** start of Input material **

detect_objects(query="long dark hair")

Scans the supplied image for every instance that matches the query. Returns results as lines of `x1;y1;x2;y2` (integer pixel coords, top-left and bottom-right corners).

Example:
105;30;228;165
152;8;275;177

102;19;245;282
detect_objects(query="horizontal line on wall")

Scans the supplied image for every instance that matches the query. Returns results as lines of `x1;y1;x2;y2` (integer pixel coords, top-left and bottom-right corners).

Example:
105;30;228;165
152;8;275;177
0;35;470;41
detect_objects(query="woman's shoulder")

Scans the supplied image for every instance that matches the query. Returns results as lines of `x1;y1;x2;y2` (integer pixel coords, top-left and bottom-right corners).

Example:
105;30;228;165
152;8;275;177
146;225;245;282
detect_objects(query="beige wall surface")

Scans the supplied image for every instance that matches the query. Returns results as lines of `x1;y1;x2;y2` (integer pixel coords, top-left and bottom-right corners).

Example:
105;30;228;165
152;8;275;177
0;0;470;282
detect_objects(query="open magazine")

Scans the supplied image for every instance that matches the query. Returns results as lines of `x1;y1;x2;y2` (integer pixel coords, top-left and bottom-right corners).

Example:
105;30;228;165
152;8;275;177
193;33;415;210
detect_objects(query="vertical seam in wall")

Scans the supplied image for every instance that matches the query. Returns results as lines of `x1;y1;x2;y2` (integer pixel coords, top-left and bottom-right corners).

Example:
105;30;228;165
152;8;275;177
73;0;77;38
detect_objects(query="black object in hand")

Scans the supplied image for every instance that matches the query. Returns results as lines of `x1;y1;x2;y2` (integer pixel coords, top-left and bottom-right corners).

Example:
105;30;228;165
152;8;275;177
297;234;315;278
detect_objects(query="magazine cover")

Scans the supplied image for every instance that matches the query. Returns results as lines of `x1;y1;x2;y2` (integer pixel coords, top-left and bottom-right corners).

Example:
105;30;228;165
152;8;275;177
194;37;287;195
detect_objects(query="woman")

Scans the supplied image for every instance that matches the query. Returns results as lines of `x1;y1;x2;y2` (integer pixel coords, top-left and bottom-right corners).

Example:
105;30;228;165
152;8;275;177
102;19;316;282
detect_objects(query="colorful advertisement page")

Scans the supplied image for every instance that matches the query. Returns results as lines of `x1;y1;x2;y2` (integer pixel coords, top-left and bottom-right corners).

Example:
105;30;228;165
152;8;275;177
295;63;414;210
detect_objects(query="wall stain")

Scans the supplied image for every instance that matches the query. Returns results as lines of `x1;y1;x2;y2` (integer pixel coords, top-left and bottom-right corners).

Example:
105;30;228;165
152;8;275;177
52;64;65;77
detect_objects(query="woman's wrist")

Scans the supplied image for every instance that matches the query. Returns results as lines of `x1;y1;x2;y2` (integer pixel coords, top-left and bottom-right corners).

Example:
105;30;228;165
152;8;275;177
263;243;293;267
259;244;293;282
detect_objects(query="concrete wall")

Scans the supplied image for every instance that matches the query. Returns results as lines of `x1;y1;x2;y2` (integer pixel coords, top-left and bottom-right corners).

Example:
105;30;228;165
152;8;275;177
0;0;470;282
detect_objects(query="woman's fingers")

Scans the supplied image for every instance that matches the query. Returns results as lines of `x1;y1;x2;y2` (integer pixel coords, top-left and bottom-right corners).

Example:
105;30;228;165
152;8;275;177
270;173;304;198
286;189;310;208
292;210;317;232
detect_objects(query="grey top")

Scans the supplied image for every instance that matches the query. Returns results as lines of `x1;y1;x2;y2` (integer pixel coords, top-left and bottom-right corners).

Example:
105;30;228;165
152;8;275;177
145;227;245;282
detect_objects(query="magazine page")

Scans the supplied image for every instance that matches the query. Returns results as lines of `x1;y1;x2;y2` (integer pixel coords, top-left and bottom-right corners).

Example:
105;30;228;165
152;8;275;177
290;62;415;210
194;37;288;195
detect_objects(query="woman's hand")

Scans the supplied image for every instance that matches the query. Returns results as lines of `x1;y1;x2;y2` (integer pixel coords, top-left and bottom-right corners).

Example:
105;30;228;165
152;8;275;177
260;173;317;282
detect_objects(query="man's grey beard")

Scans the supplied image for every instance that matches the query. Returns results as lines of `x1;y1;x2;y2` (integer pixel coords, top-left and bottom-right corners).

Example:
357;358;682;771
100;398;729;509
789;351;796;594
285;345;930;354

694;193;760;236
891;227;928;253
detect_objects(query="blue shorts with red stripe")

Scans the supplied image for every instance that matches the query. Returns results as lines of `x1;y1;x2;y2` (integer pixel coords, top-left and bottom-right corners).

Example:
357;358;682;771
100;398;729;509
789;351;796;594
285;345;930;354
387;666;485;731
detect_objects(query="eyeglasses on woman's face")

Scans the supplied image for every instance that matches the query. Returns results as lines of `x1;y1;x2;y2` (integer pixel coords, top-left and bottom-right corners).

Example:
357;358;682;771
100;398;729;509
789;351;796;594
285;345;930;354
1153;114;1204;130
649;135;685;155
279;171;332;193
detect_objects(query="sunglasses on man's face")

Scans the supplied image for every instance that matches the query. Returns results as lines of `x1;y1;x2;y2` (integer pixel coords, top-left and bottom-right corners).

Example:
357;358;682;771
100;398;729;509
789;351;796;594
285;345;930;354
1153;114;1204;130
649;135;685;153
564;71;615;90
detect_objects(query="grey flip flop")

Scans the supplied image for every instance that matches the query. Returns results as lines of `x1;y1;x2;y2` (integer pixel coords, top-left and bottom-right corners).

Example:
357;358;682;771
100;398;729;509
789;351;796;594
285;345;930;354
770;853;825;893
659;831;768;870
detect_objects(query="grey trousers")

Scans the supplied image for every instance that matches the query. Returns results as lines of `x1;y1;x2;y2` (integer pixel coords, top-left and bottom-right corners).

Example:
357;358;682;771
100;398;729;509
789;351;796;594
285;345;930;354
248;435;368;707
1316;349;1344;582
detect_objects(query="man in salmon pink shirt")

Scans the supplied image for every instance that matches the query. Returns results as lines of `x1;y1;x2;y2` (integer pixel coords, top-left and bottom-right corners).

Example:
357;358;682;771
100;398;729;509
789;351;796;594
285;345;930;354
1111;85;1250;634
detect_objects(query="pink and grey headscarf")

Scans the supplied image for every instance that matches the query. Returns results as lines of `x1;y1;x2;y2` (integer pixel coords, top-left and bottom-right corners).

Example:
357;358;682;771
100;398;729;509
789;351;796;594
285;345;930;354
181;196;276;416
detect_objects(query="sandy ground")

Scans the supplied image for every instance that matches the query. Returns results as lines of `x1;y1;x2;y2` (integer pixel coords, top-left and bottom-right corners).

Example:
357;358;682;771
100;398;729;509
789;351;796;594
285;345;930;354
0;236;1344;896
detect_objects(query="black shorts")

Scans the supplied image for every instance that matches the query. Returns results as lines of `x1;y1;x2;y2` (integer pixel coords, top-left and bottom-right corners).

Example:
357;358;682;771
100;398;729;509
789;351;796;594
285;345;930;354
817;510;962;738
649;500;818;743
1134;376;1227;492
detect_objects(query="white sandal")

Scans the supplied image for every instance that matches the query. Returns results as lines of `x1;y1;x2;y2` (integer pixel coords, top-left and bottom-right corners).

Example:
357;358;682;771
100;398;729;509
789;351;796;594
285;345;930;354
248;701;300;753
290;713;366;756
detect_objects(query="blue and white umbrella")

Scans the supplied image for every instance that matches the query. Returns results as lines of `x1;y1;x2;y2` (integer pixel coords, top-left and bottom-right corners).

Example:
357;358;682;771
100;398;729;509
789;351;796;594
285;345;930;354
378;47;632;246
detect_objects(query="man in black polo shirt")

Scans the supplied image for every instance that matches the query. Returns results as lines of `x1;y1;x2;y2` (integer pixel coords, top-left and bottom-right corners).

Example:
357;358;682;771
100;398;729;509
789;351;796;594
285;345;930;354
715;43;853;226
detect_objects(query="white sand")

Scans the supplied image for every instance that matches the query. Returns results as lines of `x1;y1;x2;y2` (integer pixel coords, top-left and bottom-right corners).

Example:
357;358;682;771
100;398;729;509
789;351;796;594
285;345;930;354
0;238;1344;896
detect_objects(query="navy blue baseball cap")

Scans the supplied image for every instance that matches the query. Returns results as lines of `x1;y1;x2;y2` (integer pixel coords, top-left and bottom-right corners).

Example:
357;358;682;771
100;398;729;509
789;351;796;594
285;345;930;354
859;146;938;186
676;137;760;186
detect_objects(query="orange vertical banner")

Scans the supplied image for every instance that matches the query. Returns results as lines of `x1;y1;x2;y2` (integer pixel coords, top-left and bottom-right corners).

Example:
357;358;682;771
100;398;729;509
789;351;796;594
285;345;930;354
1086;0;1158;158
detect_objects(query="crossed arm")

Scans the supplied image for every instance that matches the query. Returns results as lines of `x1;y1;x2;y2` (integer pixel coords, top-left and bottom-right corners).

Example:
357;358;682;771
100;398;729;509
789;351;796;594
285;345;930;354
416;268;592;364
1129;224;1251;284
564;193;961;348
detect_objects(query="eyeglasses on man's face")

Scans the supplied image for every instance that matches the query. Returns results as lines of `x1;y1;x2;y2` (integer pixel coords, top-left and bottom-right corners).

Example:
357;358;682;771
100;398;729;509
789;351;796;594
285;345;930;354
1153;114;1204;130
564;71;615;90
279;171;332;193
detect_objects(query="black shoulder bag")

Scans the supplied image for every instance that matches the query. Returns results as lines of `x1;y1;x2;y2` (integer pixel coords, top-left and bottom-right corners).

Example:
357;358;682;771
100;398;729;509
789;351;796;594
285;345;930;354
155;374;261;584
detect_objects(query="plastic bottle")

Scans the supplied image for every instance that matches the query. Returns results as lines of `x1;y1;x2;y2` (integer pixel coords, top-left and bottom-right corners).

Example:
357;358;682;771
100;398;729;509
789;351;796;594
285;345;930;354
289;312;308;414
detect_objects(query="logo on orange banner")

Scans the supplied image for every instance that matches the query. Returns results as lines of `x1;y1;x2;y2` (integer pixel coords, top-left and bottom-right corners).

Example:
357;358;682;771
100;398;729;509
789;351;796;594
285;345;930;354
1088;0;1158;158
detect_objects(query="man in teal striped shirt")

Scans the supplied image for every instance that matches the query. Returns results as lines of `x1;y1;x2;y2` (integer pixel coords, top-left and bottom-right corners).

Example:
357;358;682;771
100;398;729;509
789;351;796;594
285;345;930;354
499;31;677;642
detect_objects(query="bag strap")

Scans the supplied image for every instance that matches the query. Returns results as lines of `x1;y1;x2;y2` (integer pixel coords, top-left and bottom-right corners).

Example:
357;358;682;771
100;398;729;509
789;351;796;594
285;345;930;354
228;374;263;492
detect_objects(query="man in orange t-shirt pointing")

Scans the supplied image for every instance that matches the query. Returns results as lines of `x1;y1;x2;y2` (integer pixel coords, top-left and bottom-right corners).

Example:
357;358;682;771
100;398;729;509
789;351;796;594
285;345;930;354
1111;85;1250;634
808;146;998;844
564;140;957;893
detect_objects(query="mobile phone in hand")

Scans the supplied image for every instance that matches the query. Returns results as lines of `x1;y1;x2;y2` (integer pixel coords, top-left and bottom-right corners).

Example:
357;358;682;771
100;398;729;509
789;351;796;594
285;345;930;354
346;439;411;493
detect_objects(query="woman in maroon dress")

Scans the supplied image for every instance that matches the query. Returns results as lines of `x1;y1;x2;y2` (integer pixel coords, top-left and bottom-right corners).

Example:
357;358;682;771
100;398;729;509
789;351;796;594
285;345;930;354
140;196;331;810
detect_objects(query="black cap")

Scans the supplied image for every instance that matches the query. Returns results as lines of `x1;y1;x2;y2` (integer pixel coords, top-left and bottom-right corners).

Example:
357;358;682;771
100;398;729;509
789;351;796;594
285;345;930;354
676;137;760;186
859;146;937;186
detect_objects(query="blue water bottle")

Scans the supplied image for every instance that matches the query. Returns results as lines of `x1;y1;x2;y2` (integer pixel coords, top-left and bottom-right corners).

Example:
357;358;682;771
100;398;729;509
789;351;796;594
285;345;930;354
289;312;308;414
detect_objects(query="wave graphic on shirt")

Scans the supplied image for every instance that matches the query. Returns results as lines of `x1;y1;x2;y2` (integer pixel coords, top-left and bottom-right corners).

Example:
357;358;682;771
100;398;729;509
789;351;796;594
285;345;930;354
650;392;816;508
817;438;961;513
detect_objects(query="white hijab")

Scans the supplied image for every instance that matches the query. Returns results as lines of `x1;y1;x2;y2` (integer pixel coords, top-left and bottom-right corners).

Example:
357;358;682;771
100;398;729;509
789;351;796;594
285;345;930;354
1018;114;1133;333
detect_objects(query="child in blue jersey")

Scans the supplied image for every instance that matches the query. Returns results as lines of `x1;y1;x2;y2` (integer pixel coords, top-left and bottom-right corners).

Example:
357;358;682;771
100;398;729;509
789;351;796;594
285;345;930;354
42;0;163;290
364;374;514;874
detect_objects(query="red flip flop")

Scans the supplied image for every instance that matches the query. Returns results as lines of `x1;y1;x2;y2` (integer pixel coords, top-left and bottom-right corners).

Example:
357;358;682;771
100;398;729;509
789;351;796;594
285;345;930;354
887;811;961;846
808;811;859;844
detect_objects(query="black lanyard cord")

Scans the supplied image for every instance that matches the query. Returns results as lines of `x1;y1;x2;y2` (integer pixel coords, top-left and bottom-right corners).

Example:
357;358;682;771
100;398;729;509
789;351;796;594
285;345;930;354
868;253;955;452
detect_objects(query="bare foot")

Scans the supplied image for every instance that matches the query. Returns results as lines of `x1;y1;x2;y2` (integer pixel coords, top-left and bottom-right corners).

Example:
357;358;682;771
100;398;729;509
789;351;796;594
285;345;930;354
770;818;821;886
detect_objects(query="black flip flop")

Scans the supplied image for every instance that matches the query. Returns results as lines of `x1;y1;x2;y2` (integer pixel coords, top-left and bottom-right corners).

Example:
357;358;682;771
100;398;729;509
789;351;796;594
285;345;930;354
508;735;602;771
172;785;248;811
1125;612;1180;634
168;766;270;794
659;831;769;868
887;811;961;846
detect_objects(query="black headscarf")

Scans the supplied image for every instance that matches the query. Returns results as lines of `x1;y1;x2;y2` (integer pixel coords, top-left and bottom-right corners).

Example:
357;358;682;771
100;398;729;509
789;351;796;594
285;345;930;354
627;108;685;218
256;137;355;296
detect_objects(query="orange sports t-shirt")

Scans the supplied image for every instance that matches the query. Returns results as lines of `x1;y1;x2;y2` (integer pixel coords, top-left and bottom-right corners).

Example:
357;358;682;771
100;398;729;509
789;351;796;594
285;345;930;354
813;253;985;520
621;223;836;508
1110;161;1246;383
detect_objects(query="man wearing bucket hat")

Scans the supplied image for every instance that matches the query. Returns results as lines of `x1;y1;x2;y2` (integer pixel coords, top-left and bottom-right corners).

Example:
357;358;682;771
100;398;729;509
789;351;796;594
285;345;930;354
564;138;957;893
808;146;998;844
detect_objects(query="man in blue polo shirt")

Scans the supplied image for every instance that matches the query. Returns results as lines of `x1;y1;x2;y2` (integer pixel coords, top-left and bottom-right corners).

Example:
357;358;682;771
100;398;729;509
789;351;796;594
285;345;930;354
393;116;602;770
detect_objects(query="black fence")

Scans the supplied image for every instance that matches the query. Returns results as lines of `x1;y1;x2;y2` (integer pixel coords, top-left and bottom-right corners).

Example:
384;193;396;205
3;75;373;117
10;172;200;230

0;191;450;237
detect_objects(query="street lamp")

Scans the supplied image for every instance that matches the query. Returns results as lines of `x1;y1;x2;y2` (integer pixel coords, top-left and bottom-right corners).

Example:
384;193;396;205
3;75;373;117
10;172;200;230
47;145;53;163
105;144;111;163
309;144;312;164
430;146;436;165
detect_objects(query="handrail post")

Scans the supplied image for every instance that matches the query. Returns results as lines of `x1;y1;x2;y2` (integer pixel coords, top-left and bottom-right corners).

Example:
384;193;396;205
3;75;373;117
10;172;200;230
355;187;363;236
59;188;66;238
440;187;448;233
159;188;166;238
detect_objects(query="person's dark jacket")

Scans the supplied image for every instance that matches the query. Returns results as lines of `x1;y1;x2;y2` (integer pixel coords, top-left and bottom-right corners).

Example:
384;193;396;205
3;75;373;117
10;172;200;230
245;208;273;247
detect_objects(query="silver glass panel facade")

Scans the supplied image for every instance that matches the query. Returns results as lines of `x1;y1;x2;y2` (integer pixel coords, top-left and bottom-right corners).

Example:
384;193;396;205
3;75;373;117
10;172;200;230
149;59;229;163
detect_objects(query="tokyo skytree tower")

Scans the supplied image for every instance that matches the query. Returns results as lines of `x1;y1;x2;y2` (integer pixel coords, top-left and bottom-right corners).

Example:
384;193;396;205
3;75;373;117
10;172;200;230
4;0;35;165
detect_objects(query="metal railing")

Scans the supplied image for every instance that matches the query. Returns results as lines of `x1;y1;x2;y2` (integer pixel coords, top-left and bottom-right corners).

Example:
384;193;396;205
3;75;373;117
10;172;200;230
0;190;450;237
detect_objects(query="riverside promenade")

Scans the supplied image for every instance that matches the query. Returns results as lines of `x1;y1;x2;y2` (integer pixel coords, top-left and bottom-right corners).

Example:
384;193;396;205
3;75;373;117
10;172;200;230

** end of Input material **

Substitute "jacket" for "shirt" in the records starting at the line that contains "in teal striped" and ending at the line that contains "499;31;677;642", and give back only those lines with nothing else changed.

detect_objects(query="man in teal striped jacket")

Scans the supplied image for every instance that matches the query. Returns results as lines of `x1;y1;x2;y2` (integer pixel coords, top-left and bottom-right corners).

Example:
357;358;682;771
100;398;729;509
789;351;796;594
285;345;930;354
499;31;677;642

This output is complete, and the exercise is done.